### Texte fourni
Référence : 2007 CF 1289

Ottawa (Ontario), le 7 décembre 2007

EN PRÉSENCE DE MONSIEUR LE JUGE MOSLEY

 

 

ENTRE :

MARJORIE WALLACE

demanderesse

et

 

SYMCOR

défenderesse

 

MOTIFS DU JUGEMENT ET JUGEMENT

 

[1]               La demanderesse sollicite, en application de l’article 18.1 de la Loi sur les Cours fédérales, L.C. 2002, ch. 8, le contrôle judiciaire d’une décision de la Commission canadienne des droits de la personne, en date du 9 février 2007, qui a rejeté sa plainte au motif que la preuve n’appuyait pas ses allégations et qu’une enquête sur la plainte n’était pas justifiée.

 

[2]               La demanderesse s’est représentée elle-même dans la présente demande. Elle se décrit comme une Afro-Canadienne originaire des Caraïbes. En 2003, elle a été recrutée dans une agence pour un travail à temps partiel chez Symcor, une firme qui s’occupe du traitement des opérations financières, par exemple les chèques, pour de grandes banques canadiennes. En août 2004, elle a été embauchée à temps partiel, sur une base permanente, dans un poste de travail allant de 9 heures du soir à 3 heures du matin. Elle travaillait aussi à temps plein durant la journée pour une société de vente au détail.

### Entrées de données
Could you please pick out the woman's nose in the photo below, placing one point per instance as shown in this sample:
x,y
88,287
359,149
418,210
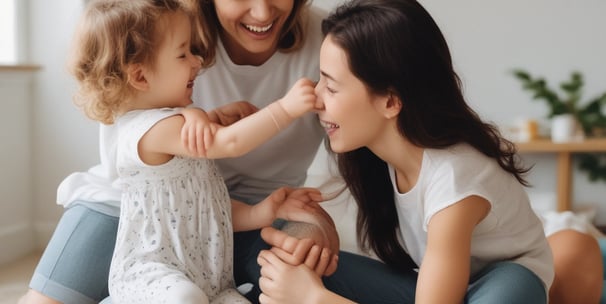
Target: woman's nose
x,y
260,10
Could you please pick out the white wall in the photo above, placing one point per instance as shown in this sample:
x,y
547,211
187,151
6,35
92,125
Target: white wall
x,y
487,39
63,139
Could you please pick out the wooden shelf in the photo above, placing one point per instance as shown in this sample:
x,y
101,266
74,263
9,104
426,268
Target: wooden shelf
x,y
564,153
547,146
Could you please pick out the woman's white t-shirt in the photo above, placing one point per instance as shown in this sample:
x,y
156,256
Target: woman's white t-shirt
x,y
510,231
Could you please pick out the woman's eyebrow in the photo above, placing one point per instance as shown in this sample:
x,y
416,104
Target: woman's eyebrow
x,y
328,76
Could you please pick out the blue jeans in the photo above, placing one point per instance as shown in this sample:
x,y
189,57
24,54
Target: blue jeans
x,y
74,267
365,280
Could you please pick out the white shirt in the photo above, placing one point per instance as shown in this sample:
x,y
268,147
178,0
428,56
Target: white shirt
x,y
281,161
510,231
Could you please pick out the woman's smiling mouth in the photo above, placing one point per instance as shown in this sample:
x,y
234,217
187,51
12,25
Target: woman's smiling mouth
x,y
258,29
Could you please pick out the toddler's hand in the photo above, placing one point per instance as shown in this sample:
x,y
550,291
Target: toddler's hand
x,y
197,131
300,99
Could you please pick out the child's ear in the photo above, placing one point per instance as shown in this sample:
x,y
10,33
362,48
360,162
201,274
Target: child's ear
x,y
392,105
136,77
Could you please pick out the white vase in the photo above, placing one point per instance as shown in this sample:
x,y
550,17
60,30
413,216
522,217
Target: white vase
x,y
564,128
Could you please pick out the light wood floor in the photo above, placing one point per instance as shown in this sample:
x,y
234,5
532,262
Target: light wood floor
x,y
15,276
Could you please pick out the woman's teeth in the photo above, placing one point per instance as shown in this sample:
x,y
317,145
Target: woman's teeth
x,y
328,125
258,29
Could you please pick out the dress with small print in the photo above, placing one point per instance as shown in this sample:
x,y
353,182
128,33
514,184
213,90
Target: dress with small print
x,y
174,242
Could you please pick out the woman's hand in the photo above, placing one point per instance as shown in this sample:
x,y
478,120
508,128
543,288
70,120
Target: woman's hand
x,y
284,283
317,256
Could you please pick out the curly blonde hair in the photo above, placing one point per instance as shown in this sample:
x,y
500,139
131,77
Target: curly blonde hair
x,y
113,34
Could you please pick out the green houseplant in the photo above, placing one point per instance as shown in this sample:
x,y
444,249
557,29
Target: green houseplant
x,y
591,115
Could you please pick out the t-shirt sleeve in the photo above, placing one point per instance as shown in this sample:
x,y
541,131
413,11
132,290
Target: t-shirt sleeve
x,y
455,178
132,128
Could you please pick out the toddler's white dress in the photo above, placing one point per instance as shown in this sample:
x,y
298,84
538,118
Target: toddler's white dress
x,y
174,242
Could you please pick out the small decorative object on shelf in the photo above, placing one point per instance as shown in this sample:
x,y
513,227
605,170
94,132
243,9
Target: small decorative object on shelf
x,y
589,118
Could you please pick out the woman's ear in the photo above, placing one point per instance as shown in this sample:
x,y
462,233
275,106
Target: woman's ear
x,y
136,77
391,105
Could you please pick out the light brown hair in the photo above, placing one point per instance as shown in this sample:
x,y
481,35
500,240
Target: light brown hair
x,y
112,35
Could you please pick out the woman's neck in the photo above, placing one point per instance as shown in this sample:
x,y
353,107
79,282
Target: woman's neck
x,y
404,157
241,56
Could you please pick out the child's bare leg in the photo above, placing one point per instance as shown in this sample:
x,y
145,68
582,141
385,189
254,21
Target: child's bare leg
x,y
578,268
229,296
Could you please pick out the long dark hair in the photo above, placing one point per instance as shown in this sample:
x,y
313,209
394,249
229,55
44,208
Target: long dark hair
x,y
395,46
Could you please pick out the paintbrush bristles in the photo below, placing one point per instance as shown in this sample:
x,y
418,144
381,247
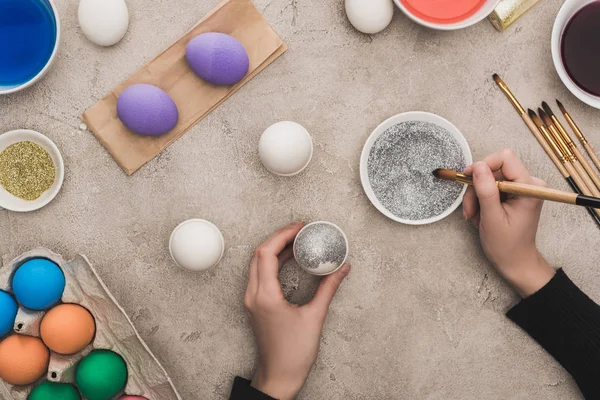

### Consigne
Prolongez le jugement sur la plainte de Marjorie Wallace contre Symcor en reprenant après sa dernière phrase. Les entrées n'ont aucun lien avec le jugement.

### Résultat final
 

[3]               La demanderesse dit qu’elle a été victime de discrimination chez Symcor en raison de sa race ou de son origine ethnique et qu’elle y a subi une différence préjudiciable de traitement. L’affidavit qu’elle a déposé dans la présente instance contient une liste des présumés comportements discriminatoires manifestés envers elle par ses collègues et ses surveillants : des observations à propos de sa chevelure, une allusion à la gardienne d’enfants de race noire d’une collègue, un supposé incident survenu avec un collègue dans la circulation, l’obligation de laver la vaisselle après une fête d’adieu, le fait d’être renvoyée chez elle tôt et le fait de ne pas avoir été mutée dans un autre service.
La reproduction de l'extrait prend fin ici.